Excerpts from a pointing dataset
==*==

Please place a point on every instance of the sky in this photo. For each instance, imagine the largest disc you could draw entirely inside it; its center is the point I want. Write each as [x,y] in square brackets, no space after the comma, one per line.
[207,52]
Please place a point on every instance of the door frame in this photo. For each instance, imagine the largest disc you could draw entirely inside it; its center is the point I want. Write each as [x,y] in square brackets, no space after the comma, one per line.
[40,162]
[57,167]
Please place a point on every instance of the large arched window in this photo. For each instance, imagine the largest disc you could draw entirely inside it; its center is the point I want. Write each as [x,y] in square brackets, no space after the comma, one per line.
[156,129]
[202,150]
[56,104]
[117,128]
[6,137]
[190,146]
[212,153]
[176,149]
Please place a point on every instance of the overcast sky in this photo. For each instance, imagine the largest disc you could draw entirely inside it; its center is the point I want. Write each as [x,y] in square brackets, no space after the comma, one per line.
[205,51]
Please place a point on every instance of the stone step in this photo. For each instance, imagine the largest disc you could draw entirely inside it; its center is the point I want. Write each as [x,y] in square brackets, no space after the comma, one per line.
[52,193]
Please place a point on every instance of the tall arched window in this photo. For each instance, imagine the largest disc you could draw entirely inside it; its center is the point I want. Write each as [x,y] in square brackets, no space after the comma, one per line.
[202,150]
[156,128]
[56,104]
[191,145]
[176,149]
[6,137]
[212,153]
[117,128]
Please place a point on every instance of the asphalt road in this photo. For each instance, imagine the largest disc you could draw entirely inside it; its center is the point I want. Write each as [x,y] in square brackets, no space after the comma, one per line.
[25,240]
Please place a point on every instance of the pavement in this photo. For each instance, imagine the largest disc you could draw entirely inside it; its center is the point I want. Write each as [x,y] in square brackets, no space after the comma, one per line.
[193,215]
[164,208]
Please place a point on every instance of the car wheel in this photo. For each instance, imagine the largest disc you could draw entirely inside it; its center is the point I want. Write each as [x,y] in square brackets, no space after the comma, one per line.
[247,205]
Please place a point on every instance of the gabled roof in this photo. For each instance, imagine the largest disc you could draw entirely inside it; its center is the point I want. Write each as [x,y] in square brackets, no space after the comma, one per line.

==*==

▶ [GOAL OF THE EXERCISE]
Replace "place a point on" with "mark" throughout the items above and write them out again, leaving everything else unchanged.

▶ [THE REPLY]
Please mark every instance of the sky in this photo. For each instance, imagine the largest disc you could draw entirely inside it; its center is the point I want. Write each as [x,y] in square brackets, no space after the comma, one per line.
[207,52]
Please mark every instance of the door frame in this photo. For each instance, imagine the largest disc you could draw entirely inside it; its center is the point I want. Write each as [x,y] in square brackets, no space after the comma, one per line.
[40,162]
[57,167]
Please mark every instance of the large arched window in this photo. For each instance, imagine the largest disc you could draw entirely inside it; its center is the point I want. Write each as [x,y] in square brackets, no space after the comma, one per line.
[156,129]
[202,150]
[56,104]
[117,128]
[6,137]
[190,146]
[212,153]
[176,149]
Please mark every instance of the overcast sky in this photo. For each instance, imagine the largest disc you could draw entirely inside it; its center is the point I want. Write each as [x,y] in square brackets, no space after the comma, one per line.
[205,51]
Please mark every instance of the stone step in this photo. For each instance, imagine the largest disc you could draw entirely inside it; its center is the point I want. Write each as [x,y] in square brackets, no space after the comma, one per line.
[52,193]
Please mark every instance of the tall arched window in this photo. For each instance, imagine the largest disc you could draw entirely inside it; its center is the point I want. Write each as [x,y] in square brackets, no space after the comma, one per line.
[202,150]
[156,128]
[56,104]
[191,145]
[176,149]
[6,137]
[212,153]
[117,128]
Please mark every instance of the asphalt road in this photo. For each instance, imagine the largest disc you could draw entirely inside it; its center is the point I want. Write each as [x,y] in square brackets, no space after the comma, one per line.
[25,240]
Please mark every instance of the pavement in this photo. For each instance, imagine the largest disc you could draw entirely inside it; its center is the point I want. Write each as [x,y] in square brackets, no space after the comma, one per line.
[193,215]
[164,208]
Please mark every instance of the car wheel in this photo. For each instance, imagine the largest disc you could draw entirely inside it; its center is the point I want. Write each as [x,y] in square brackets, no space after the comma, one per line.
[247,205]
Please mark every instance of the gabled roof in this photo. For each instance, imagine the largest disc you could draw entirely inside it; its center is the point I want. Write each as [x,y] in square brackets, no space after the comma, one per line.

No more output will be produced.